DATA:

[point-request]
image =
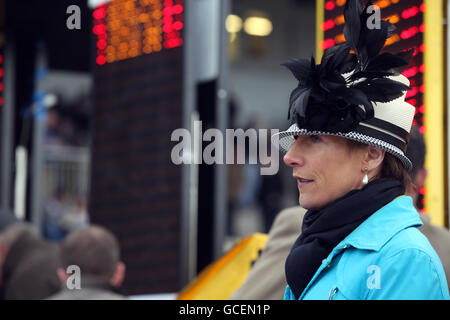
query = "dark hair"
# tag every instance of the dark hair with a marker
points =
(94, 250)
(416, 151)
(392, 167)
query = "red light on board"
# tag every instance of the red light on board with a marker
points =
(409, 33)
(409, 13)
(329, 5)
(328, 43)
(412, 92)
(411, 72)
(329, 24)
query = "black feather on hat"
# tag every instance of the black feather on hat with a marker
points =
(326, 99)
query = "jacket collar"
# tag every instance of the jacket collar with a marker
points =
(382, 225)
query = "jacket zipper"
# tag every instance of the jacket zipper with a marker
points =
(333, 292)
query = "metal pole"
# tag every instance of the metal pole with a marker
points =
(38, 141)
(221, 171)
(7, 126)
(189, 184)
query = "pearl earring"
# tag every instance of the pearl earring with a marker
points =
(366, 178)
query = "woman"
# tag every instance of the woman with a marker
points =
(347, 149)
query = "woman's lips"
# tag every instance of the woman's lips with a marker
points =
(303, 182)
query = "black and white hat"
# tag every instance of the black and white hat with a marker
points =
(355, 92)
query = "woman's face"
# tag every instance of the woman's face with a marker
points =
(325, 168)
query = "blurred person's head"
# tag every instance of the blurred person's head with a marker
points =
(416, 153)
(96, 252)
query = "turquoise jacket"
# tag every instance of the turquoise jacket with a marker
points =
(386, 257)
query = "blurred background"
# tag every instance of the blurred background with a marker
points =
(91, 91)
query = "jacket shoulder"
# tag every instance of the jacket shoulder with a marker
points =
(406, 267)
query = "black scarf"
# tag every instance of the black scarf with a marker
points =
(323, 229)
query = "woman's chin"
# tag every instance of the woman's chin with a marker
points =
(309, 204)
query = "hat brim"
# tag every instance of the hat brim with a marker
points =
(285, 139)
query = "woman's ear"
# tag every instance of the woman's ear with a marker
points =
(373, 158)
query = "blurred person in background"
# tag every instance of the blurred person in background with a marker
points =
(439, 237)
(264, 283)
(27, 262)
(96, 252)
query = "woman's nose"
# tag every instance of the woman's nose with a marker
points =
(293, 158)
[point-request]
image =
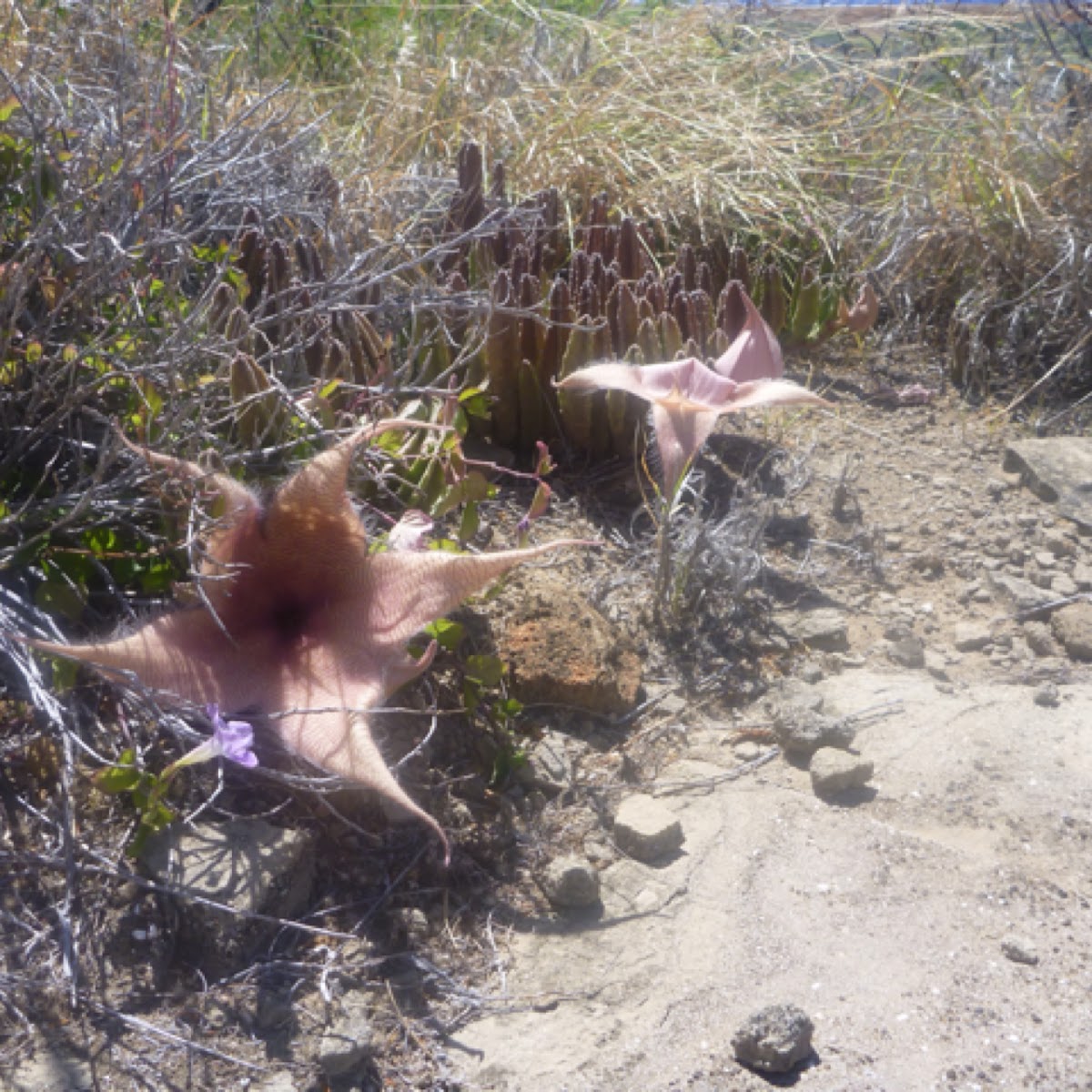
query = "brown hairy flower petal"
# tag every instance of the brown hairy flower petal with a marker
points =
(299, 622)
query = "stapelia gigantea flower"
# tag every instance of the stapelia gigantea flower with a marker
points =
(687, 399)
(754, 353)
(298, 622)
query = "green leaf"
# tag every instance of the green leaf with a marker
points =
(57, 596)
(101, 541)
(469, 524)
(475, 402)
(447, 633)
(474, 487)
(118, 779)
(489, 671)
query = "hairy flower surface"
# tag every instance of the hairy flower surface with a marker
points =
(687, 398)
(298, 622)
(754, 353)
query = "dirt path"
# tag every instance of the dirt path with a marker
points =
(896, 923)
(937, 927)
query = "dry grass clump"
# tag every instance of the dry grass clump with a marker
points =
(938, 150)
(942, 154)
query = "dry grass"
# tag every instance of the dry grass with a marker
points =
(943, 156)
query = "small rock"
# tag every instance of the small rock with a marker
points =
(1064, 587)
(907, 652)
(278, 1082)
(348, 1040)
(835, 771)
(824, 629)
(550, 764)
(971, 637)
(1041, 640)
(800, 731)
(647, 829)
(1019, 951)
(571, 883)
(793, 692)
(1073, 627)
(1025, 596)
(1059, 470)
(936, 665)
(1048, 696)
(746, 751)
(774, 1040)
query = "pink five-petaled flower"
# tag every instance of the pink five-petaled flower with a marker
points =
(687, 398)
(298, 621)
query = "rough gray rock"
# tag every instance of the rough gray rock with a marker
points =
(774, 1040)
(348, 1040)
(1073, 627)
(550, 763)
(1019, 951)
(836, 771)
(824, 629)
(971, 636)
(1047, 696)
(793, 692)
(245, 864)
(907, 652)
(645, 829)
(1025, 596)
(1041, 640)
(571, 883)
(1058, 470)
(800, 731)
(561, 651)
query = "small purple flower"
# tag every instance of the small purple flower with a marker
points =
(233, 740)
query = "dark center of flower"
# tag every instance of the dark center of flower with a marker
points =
(288, 620)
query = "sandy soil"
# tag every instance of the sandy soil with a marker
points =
(937, 926)
(888, 920)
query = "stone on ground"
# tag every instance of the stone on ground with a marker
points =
(838, 771)
(571, 883)
(801, 731)
(1073, 627)
(561, 651)
(1057, 470)
(348, 1040)
(824, 629)
(645, 829)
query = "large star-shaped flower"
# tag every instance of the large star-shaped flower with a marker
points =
(687, 399)
(298, 621)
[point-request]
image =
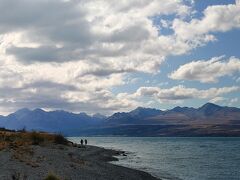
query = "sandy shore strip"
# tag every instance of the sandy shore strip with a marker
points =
(65, 162)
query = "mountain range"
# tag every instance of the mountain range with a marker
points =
(209, 119)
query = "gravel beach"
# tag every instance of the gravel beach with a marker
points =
(66, 162)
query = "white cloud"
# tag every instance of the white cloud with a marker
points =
(177, 93)
(207, 71)
(70, 54)
(218, 18)
(217, 99)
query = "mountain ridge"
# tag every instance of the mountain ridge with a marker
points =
(68, 122)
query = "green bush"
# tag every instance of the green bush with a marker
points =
(60, 139)
(52, 176)
(36, 138)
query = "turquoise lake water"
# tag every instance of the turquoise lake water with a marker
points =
(177, 158)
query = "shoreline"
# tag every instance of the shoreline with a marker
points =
(65, 162)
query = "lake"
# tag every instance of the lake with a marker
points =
(177, 158)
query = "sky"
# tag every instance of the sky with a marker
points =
(99, 56)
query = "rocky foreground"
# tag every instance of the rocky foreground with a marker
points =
(42, 156)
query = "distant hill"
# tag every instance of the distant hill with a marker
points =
(53, 121)
(209, 119)
(207, 114)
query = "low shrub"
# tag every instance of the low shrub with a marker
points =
(60, 139)
(36, 138)
(52, 176)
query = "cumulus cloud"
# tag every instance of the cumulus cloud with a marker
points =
(181, 92)
(207, 71)
(217, 18)
(70, 54)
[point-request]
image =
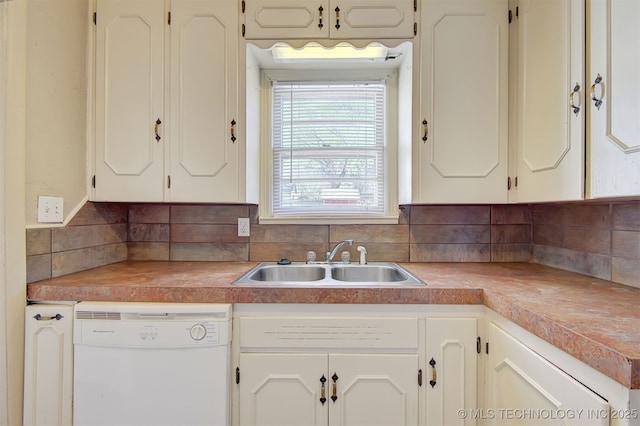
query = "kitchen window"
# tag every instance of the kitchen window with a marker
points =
(329, 147)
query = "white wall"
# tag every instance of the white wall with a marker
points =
(56, 102)
(12, 222)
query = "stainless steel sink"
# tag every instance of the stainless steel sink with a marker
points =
(275, 273)
(368, 273)
(376, 274)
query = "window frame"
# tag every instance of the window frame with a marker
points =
(391, 211)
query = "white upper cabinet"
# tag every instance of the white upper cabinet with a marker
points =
(460, 136)
(614, 110)
(547, 54)
(129, 100)
(165, 112)
(339, 19)
(204, 162)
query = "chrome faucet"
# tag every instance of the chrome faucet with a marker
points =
(333, 252)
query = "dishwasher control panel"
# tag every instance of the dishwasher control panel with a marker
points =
(162, 328)
(152, 334)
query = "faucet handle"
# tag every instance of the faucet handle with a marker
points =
(363, 254)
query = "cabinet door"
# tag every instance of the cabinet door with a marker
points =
(336, 19)
(286, 19)
(129, 55)
(451, 370)
(283, 389)
(549, 61)
(373, 389)
(520, 379)
(371, 19)
(614, 134)
(204, 157)
(48, 369)
(460, 151)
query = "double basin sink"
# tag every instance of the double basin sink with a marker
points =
(328, 274)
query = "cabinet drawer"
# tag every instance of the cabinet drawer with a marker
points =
(397, 334)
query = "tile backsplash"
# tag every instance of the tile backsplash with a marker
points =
(597, 239)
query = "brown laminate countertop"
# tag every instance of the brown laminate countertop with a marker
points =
(596, 321)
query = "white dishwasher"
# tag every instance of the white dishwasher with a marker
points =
(151, 363)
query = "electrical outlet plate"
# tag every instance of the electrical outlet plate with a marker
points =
(243, 227)
(50, 209)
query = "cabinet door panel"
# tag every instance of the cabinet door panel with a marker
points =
(204, 46)
(286, 19)
(129, 100)
(462, 156)
(283, 390)
(451, 344)
(614, 145)
(372, 19)
(549, 135)
(374, 389)
(48, 379)
(520, 379)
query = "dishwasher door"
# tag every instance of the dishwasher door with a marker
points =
(151, 364)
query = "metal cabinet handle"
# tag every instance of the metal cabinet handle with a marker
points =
(425, 126)
(597, 102)
(323, 398)
(576, 91)
(155, 130)
(432, 382)
(334, 391)
(233, 130)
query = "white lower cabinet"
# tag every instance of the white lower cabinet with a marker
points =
(48, 367)
(451, 370)
(524, 388)
(328, 370)
(336, 389)
(335, 366)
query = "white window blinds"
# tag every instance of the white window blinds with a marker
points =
(328, 143)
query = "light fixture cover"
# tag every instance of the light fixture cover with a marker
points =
(312, 52)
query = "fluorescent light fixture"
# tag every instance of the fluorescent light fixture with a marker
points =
(312, 52)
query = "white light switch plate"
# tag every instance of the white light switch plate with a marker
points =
(50, 209)
(243, 227)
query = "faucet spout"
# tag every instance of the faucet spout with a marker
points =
(332, 253)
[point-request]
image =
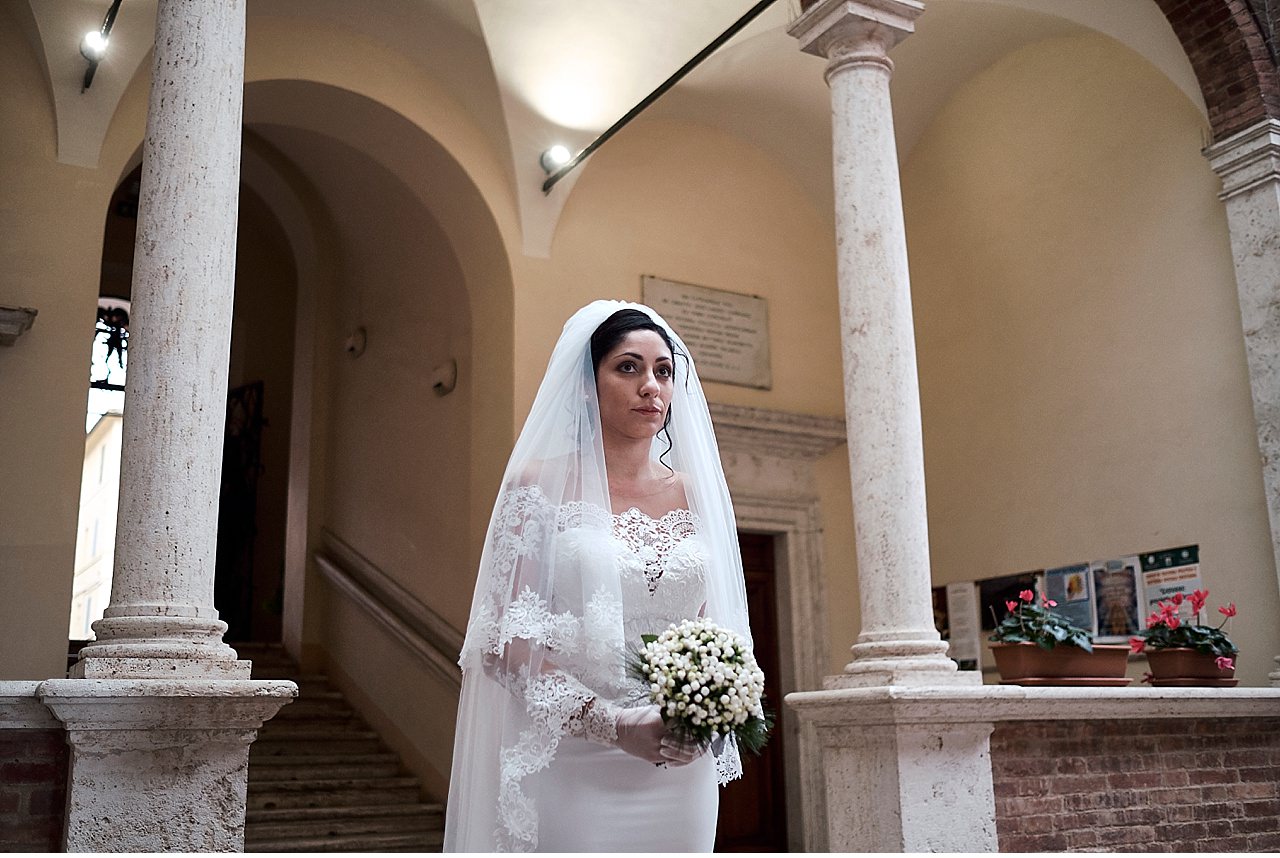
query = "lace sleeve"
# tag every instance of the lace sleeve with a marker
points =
(524, 634)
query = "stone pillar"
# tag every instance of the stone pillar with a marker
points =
(899, 643)
(159, 765)
(900, 772)
(161, 619)
(1248, 164)
(161, 712)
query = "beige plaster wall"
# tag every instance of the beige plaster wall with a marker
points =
(398, 455)
(50, 242)
(691, 204)
(1082, 365)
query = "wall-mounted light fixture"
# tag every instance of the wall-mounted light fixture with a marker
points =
(356, 342)
(94, 45)
(14, 322)
(444, 377)
(554, 158)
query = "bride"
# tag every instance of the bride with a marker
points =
(613, 521)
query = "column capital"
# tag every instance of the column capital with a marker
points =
(1247, 159)
(831, 27)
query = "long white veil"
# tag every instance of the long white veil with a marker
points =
(545, 635)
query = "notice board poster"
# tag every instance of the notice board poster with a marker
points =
(1072, 587)
(1168, 573)
(1116, 594)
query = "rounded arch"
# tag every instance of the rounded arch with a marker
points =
(1233, 63)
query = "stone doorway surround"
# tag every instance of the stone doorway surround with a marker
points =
(768, 459)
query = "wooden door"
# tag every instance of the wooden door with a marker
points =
(753, 809)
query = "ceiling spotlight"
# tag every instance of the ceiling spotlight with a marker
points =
(94, 45)
(556, 158)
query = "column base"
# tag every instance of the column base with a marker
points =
(899, 774)
(159, 647)
(901, 662)
(159, 765)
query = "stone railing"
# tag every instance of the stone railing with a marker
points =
(415, 625)
(33, 760)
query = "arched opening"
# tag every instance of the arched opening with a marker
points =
(255, 469)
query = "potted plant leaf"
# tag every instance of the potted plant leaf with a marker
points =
(1034, 646)
(1183, 651)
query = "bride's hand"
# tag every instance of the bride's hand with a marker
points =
(643, 734)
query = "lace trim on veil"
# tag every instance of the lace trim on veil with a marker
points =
(557, 702)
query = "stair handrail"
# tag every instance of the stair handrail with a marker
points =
(400, 612)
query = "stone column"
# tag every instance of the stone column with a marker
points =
(161, 713)
(161, 619)
(1248, 164)
(899, 643)
(900, 771)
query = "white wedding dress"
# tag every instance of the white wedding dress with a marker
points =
(599, 798)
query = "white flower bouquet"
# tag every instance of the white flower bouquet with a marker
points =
(705, 683)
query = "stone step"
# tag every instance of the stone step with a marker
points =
(312, 822)
(316, 704)
(411, 841)
(269, 762)
(327, 771)
(344, 792)
(328, 728)
(341, 742)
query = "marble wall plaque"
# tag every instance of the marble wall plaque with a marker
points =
(728, 333)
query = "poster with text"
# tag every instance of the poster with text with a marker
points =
(1072, 588)
(963, 614)
(1116, 598)
(1168, 573)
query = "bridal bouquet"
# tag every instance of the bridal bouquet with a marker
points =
(707, 684)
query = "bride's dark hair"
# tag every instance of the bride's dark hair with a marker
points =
(613, 331)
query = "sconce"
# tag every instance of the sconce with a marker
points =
(356, 342)
(14, 322)
(444, 377)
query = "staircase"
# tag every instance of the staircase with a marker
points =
(320, 780)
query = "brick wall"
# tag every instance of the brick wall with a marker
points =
(1143, 785)
(1232, 62)
(32, 789)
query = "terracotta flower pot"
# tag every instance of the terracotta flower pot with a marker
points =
(1185, 666)
(1027, 663)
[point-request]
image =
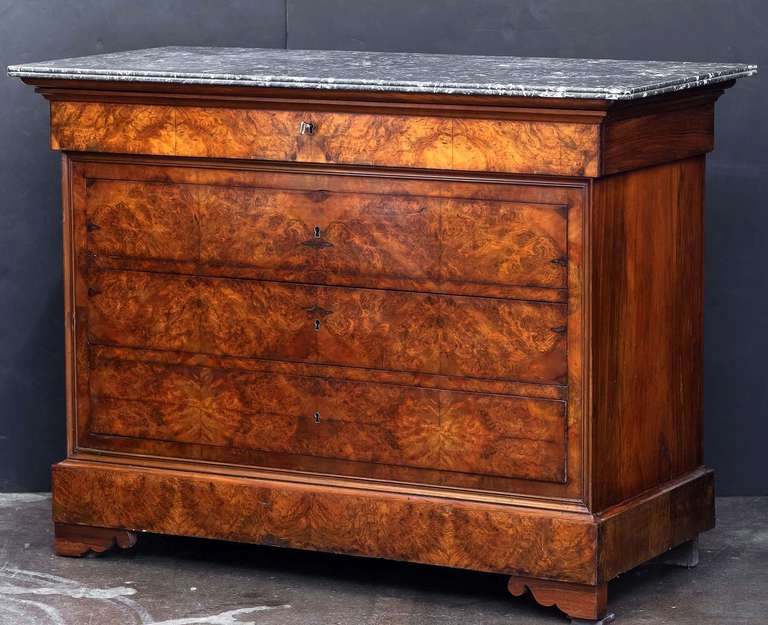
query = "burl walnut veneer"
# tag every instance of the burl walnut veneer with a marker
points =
(456, 324)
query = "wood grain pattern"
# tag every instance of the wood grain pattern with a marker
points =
(526, 147)
(91, 127)
(309, 416)
(502, 539)
(647, 284)
(658, 137)
(371, 235)
(555, 148)
(378, 329)
(579, 601)
(633, 533)
(487, 371)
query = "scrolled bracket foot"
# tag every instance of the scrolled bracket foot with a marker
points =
(76, 541)
(583, 603)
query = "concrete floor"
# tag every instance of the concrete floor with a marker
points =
(178, 581)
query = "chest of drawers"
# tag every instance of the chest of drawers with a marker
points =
(460, 327)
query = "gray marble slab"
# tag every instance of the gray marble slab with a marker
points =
(394, 72)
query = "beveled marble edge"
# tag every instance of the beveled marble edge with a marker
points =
(603, 92)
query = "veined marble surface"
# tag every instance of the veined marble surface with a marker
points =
(394, 72)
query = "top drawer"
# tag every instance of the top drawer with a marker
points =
(385, 140)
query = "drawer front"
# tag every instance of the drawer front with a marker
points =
(309, 418)
(366, 235)
(393, 140)
(381, 329)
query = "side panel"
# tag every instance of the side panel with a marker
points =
(646, 230)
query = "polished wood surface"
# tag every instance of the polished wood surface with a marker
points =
(647, 358)
(456, 331)
(339, 138)
(390, 330)
(366, 235)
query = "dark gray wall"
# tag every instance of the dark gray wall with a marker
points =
(31, 331)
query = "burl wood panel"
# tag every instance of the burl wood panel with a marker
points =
(536, 147)
(631, 534)
(368, 234)
(448, 335)
(310, 416)
(657, 137)
(527, 147)
(483, 537)
(647, 328)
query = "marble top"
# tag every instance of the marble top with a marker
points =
(602, 79)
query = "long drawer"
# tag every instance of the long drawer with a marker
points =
(381, 329)
(368, 235)
(290, 417)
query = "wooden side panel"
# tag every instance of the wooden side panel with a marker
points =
(370, 235)
(647, 328)
(311, 416)
(449, 335)
(535, 147)
(494, 538)
(128, 128)
(527, 147)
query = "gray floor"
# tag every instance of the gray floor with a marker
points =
(175, 581)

TASK INSTRUCTIONS:
Only lines with the word "brown" go in the answer. Take them all from the entries above.

EXERCISE SOLUTION:
query = "brown hairy flower petal"
# tag every instance of the brown hairy flower petal with a marker
query = "brown laminate countertop"
# tag every instance of the brown laminate countertop with a marker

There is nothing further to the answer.